## QUOTED TEXT:

We say that a componentwise solution X is a moderate solution with initial condition \({\overline{X}}\) if: \({\overline{X}}\in L^2(\varOmega ;H^{-1})\), \(X\in L^2([0,T]\times \varOmega ;H^{-1})\) and there exists a sequence \((X^{(N)})_{N\ge 1}\) of proper solutions converging to X in \(L^2([0,T]\times \varOmega ;H^{-1})\) as \(N\rightarrow \infty \), such that their initial conditions \({\overline{X}}^{(N)}\) converge to \({\overline{X}}\) in \(L^2(\varOmega ;H^{-1})\).

If a moderate solution is in \(L^2([0,T]\times \varOmega ; l^2)\), we call it a finite energy (moderate) solution.

Remark 4

Clearly all proper solutions with initial conditions in \(L^2(\varOmega , H^{-1})\) are finite energy solutions, as can be seen by taking the constant sequence.

## STORED RECORDS:
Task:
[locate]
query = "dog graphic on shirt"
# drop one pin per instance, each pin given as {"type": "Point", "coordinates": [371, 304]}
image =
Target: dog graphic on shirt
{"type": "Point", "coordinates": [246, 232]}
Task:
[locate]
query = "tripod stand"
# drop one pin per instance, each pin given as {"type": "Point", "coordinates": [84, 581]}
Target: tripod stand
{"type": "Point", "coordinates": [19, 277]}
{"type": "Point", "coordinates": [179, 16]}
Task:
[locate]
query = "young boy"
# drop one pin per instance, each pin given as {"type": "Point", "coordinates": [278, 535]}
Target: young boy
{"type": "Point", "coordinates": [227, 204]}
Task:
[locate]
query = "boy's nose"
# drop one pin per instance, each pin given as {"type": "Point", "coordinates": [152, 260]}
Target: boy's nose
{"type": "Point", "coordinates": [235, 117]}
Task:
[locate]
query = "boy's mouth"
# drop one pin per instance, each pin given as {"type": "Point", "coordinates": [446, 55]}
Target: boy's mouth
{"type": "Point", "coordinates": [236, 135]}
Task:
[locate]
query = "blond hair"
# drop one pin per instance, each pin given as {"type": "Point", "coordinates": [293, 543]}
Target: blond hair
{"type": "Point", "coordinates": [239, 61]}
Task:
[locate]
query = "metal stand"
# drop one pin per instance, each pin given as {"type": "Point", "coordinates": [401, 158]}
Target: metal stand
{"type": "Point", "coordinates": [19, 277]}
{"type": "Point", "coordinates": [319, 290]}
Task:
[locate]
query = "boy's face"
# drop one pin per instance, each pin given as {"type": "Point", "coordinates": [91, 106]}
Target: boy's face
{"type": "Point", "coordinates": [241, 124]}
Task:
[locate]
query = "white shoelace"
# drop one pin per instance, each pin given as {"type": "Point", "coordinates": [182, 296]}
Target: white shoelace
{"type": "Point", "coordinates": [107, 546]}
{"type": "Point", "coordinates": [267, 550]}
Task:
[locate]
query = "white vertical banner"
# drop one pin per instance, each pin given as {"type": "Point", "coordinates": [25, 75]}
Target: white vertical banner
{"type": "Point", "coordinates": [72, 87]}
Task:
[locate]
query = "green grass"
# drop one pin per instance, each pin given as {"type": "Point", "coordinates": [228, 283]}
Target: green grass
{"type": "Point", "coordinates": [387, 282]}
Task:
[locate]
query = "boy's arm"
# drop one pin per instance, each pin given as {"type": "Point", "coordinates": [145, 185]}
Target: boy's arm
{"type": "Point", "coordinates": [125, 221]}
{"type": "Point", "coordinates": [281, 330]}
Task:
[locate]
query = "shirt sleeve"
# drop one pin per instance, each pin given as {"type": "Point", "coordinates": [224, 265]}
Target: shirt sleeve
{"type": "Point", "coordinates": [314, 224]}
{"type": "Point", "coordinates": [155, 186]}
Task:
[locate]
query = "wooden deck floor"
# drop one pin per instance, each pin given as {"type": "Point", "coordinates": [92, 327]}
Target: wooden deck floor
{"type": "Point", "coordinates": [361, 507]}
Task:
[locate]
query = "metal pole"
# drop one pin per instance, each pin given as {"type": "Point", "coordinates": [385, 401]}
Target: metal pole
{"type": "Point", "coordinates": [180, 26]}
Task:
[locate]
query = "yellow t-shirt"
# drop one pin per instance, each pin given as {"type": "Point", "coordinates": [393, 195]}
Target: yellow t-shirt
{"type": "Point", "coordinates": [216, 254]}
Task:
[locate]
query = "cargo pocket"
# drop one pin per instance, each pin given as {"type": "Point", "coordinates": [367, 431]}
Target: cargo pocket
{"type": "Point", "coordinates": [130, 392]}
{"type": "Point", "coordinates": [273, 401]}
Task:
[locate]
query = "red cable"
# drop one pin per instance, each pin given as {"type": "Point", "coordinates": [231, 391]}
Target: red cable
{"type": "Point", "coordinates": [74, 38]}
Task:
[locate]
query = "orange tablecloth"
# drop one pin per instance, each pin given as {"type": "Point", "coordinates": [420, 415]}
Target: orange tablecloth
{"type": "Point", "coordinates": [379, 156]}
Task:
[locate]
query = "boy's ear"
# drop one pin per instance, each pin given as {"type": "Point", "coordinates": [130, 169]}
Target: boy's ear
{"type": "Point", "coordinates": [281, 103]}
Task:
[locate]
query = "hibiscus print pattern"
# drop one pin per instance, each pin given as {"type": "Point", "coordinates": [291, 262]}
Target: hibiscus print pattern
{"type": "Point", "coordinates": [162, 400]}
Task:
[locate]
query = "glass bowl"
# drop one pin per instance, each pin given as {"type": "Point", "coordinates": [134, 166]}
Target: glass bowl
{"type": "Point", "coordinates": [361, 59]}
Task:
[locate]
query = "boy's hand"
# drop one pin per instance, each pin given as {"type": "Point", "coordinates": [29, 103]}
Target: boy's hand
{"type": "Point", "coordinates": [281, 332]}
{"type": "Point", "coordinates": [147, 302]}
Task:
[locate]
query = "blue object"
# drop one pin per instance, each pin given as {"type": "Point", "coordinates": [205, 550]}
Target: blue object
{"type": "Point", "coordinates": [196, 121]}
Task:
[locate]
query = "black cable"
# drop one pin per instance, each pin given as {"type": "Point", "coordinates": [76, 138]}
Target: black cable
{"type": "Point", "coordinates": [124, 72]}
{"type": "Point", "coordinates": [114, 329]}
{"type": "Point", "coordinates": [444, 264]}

## PROBLEM SET:
1. Do the following statements agree with the passage on moderate solutions? Answer yes or no for each, and quote the deciding words of the passage.
(a) A moderate solution that also lies in L^2([0,T]×Ω; l^2) is called a finite energy solution.
(b) The sequence of proper solutions must converge to X in L^2(Ω; l^2).
(c) Remark 4 shows that proper solutions with initial conditions in L^2(Ω, H^{-1}) are finite energy solutions by taking the constant sequence.
2. Locate each line of the records that holds the string "yellow" and copy those lines. Case counts.

## CORRECT ANSWERS:
1.
(a) Yes: "If a moderate solution is in \(L^2([0,T]\times \varOmega ; l^2)\), we call it a finite energy (moderate) solution."
(b) No: "converging to X in \(L^2([0,T]\times \varOmega ;H^{-1})\)"
(c) Yes: "Clearly all proper solutions with initial conditions in \(L^2(\varOmega , H^{-1})\) are finite energy solutions, as can be seen by taking the constant sequence."

2.
query = "yellow t-shirt"
Target: yellow t-shirt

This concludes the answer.